* _STORED ROWS_:
-*-

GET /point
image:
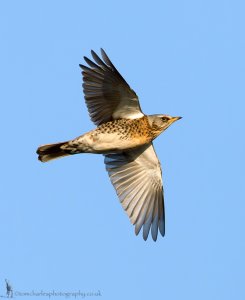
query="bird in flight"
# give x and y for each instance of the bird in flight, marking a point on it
(124, 135)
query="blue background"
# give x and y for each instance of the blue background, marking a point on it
(62, 226)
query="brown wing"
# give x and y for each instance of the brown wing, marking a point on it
(107, 94)
(137, 178)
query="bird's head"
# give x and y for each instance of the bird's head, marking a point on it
(159, 123)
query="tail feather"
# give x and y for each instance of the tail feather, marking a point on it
(51, 151)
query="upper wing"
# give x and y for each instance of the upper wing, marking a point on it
(137, 178)
(107, 94)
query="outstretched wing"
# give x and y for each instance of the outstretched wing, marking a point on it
(107, 94)
(137, 178)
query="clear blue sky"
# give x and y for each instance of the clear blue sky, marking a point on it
(62, 226)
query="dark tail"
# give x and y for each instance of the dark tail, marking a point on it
(51, 151)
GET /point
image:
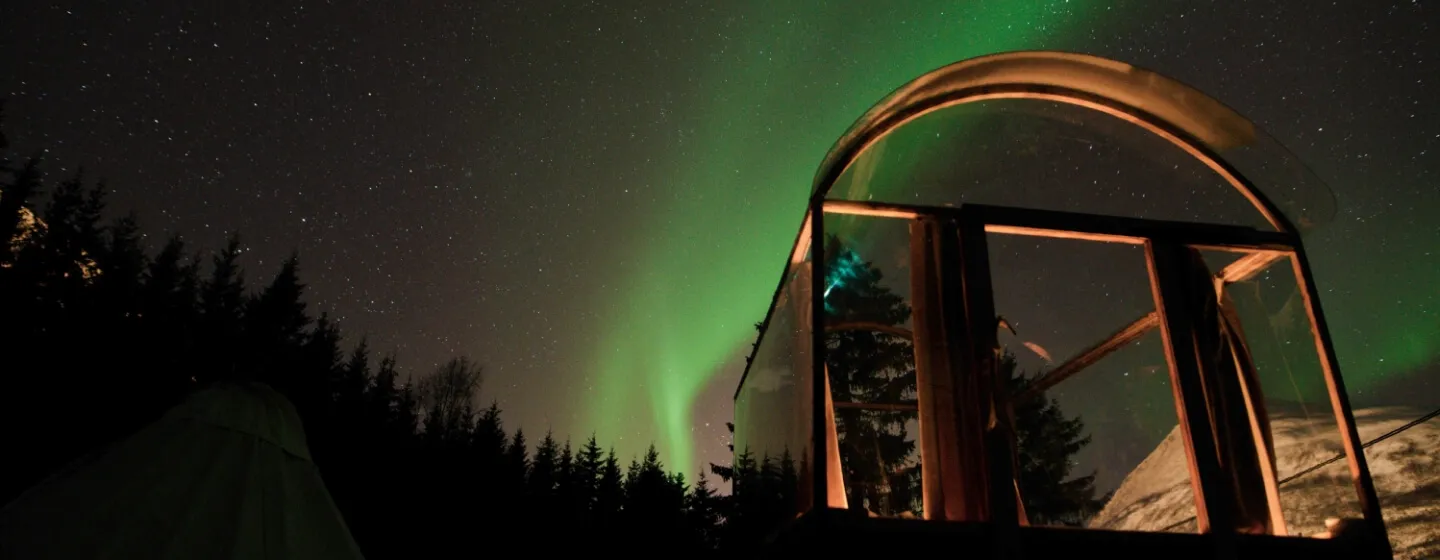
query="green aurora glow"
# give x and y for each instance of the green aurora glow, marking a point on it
(691, 301)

-*-

Repeat each record exactly as shown above, dropping all images.

GET /point
image:
query="bird in flight"
# give x and y for each instance of the bird in flight, marking a point on it
(124, 135)
query="blue background"
# give x and y for each instance of the blue background, marking a point on it
(62, 226)
query="brown wing"
# give x and y for each instance of the brown wing, marking a point on it
(107, 94)
(137, 178)
query="bird's head"
# give x and y for each instance of the bird's head, marking a point on it
(159, 123)
query="tail feather"
# give x and y for each instance of the tail feather, marking a point on it
(51, 151)
query="upper wing"
# give x and y for each instance of the upper wing, marking a point on it
(137, 178)
(107, 94)
query="outstretched wing"
# give x and y for each instance of the outstretched wing, marking a point on it
(107, 94)
(137, 178)
query="clear blue sky"
# give x and y for each instance of the clear blue sky, marking a point on it
(62, 226)
query="dark tail"
# give x and y for each instance of the dark tail, marking a point on it
(51, 151)
GET /point
image:
query="green aurora glow"
# give x and y for each instance of the green aurora glow, marking a point on it
(691, 301)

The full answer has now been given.